Last week’s Cityscape Abu Dhabi was the first significant real estate show in the UAE since crisis was considered a force to be reckoned with in the Gulf economic landscape. Abu Dhabi’s Cityscape has never been competition for Cityscape Dubai in terms of glitz and entertainment. Rather, one expects a soberer show from Abu Dhabi, which, now more than ever, aims to portray its projects as more realistic, its future more solid, and its upcoming regulations more reliable.
It would be easy to write that Cityscape Abu Dhabi was “empty,” a “ghost town,” or a “mania that has reached its end.” Or one could refer to comments by the organizers and its beneficiaries that, like everything else these days in finance, retail, and for that matter architecture and planning, it is simply “back to basics,” back to what they call a “business-to-business” (B2B) affair, where serious work, or daresay collaboration, can finally get started.
One development marketing director expressed relief that the frenzy of “buy-to-flip” investors was not to be found this year; instead, again, “serious” investors who had done their research were the days’ preferred fare. While there might have been fewer of them, developers said they found them of high quality. Another spoke of the disappearance of projects that didn’t have an ounce of marketing analysis to stand on. But as one regular Cityscape participant remarked, “The stuff is still remarkably big. You have to wonder if everyone really got the memo that there’s a crisis.”

** Material shown **
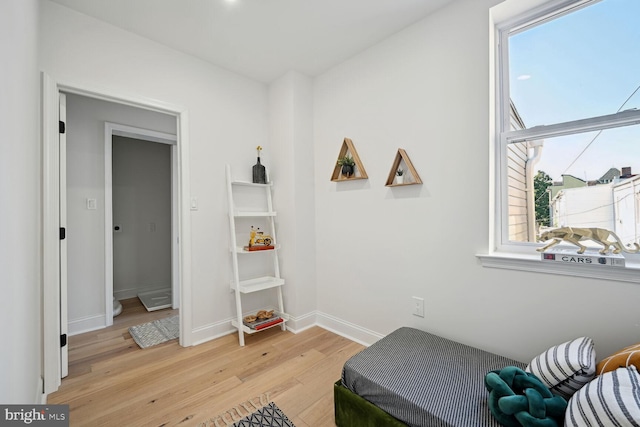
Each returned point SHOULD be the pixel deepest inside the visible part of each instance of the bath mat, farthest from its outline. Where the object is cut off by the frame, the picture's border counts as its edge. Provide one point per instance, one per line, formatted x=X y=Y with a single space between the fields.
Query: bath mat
x=260 y=414
x=156 y=332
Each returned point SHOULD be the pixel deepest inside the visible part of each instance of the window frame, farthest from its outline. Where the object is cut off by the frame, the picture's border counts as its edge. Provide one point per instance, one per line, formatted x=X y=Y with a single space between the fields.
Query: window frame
x=504 y=253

** What you will do **
Return the portion of the Cityscape Abu Dhabi article that opens with the words containing "It would be" and closes with "finally get started.", copied verbatim.

** Task output **
It would be easy to write that Cityscape Abu Dhabi was “empty,” a “ghost town,” or a “mania that has reached its end.” Or one could refer to comments by the organizers and its beneficiaries that, like everything else these days in finance, retail, and for that matter architecture and planning, it is simply “back to basics,” back to what they call a “business-to-business” (B2B) affair, where serious work, or daresay collaboration, can finally get started.